**Stated task:** Collect every line of the entries below that contains the word "point". Case matters.

— START Task material —

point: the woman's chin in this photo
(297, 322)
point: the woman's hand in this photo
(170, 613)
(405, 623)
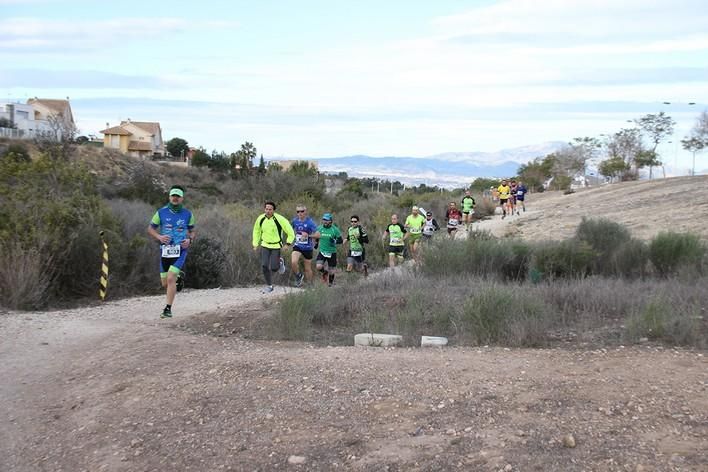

— END Task material —

**Exercise response:**
point: the woman's chin in this photo
point: the woman's hand in this photo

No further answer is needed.